Passage:
Rachel B. Mast, State's Attorney, of Carthage (Patrick Delfino, David J. Robinson, and Mark A. Austill, of State's Attorneys Appellate Prosecutor's Office, of counsel), for the People.
¶ 1 The State charged defendant, Roger D. Tondini II, with three counts of aggravated battery. 720 ILCS 5/12-3.05(a)(1), (c)(1), (f)(1) (West 2014). Before trial, defendant filed a motion to qualify an expert witness, which the trial court denied. The case proceeded to voir dire . Defendant's attorney made a challenge for cause to remove juror James Little, asserting his wife Sandy Little was an employee of the Hancock County State's Attorney's office prosecuting defendant's case; therefore, James was presumed biased. The trial court denied the challenge. Defendant's attorney subsequently used his last preemptory challenge to remove juror Harry Douglas. At trial, the jury found defendant guilty of aggravated battery. Defendant filed a motion for judgment notwithstanding the verdict (judgment n.o.v. ) and motion for a new trial, arguing that the trial court abused its discretion in denying his challenge for cause and motion to qualify an expert witness. The court denied the motion. Defendant appeals. We affirm.
¶ 3 The State charged defendant with three counts of aggravated battery following a fight during which he stabbed Amanda Delgado. He asserted the affirmative defense of self-defense and sought by motion to qualify Marc MacYoung as an expert trial witness "to deal with issues concerning use of force." Defendant attached to the motion a copy of MacYoung's resume detailing his training and experience. MacYoung's resume purported that he had worked on multiple court cases as a knife and violence reconstruction expert. In particular, MacYoung listed "Illinois v. R.D. Tondini 2014 (Knife, violence reconstruction)". In addition, he claimed to have authored several books and articles on the subjects of self-defense, martial arts, and violence, performed in multiple instructional videos on street knife fighting and self-defense, made various radio and television appearances, and taught multiple seminars on martial arts and "violence dynamics."
¶ 4 At the hearing on the motion, MacYoung testified that he teaches "violence dynamics" in which people learn the parameters of self-defense such as how to recognize threats, recognize patterns, use appropriate force, and deal with the aftermath. He also teaches police officers the professional use of force and how to control subjects without causing injuries. He instructs the military how to neutralize opponents. When he assesses court cases,
¶ 5 He stated that violence dynamics is not accredited by any university. Despite claiming he instructed both civilians and professionals in the use of force, he averred that teaching people how to handle violence cannot be taught in academia because it is difficult to simulate placing someone in danger. He worked in security and at a correctional facility. He admitted that violence dynamics is not a scientific field and he received his expertise in the matter through personal experience, i.e. , witnessing violent altercations as a young child, personal experience, and reading multiple sources on related topics. He stated that "most people are really either misinformed or just flat-out ignorant about how violence happens, especially professional criminal violence." He admitted that he could not "speak to the mindset of any individual involved in this situation" or know what any person believed or felt at the time of the incident.

Data:
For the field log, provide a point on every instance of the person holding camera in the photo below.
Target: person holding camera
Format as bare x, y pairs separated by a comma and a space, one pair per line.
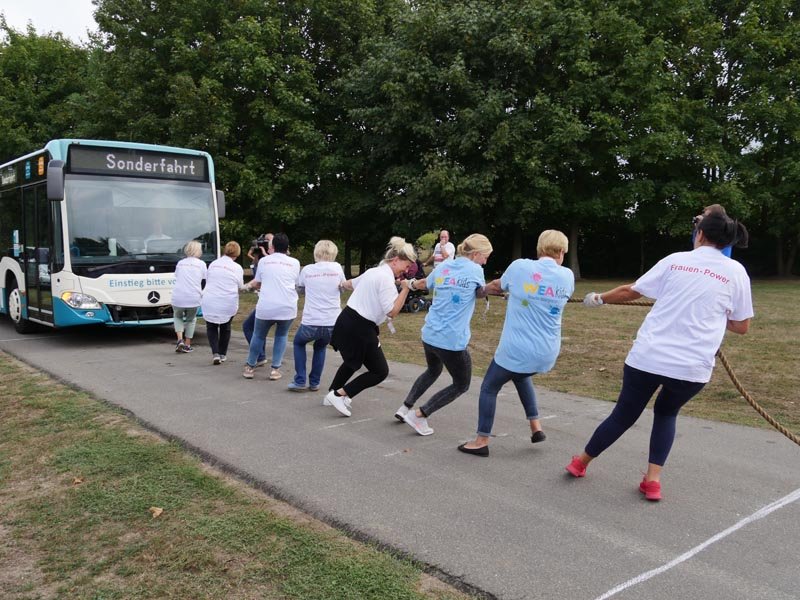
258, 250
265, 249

--

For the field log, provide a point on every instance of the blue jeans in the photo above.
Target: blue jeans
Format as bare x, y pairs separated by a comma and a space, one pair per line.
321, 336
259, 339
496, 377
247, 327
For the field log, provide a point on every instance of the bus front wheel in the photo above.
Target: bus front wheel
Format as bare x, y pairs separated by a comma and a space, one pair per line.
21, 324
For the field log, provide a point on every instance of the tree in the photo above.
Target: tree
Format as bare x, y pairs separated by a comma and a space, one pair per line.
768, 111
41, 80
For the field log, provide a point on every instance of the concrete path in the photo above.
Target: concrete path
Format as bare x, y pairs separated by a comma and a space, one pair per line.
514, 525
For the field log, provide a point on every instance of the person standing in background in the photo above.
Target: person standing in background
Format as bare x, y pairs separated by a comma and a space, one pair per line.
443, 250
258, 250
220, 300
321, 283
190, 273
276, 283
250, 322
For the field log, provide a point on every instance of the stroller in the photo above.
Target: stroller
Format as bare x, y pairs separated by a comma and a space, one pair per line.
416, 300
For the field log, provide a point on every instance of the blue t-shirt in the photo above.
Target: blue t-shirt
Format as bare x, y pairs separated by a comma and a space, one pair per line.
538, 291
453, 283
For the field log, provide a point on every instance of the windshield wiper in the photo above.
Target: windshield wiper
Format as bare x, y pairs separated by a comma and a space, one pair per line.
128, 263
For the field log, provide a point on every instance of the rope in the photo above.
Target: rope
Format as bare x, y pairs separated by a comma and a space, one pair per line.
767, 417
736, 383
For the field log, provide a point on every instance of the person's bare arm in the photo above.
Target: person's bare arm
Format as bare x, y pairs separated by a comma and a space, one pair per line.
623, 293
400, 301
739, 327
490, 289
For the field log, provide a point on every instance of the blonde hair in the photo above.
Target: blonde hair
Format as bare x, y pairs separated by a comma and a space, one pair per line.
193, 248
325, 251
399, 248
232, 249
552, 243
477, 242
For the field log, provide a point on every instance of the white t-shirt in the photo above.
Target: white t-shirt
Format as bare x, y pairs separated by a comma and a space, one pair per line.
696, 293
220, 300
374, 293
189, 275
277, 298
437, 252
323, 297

Work order A:
In the aggravated battery opinion, which juror did the defense attorney remove with his last peremptory challenge?
Work order B:
Write the next paragraph of the aggravated battery opinion, picking up after its final sentence.

Task response A:
Harry Douglas

Task response B:
¶ 6 He did not have a college degree but had attended two community colleges. MacYoung had never been a police officer and had never received training at a police academy. He has no education in sociology, psychology, or biomechanics, and did not know whether his expertise was generally accepted in those areas. He also confirmed that he was not a medical doctor or an expert in deception. MacYoung and two other individuals created violence dynamics as a field of study. He denied being an "expert" but explained that he and his cohorts were "knowledgeable" on the topic and were continuing to do research in the area.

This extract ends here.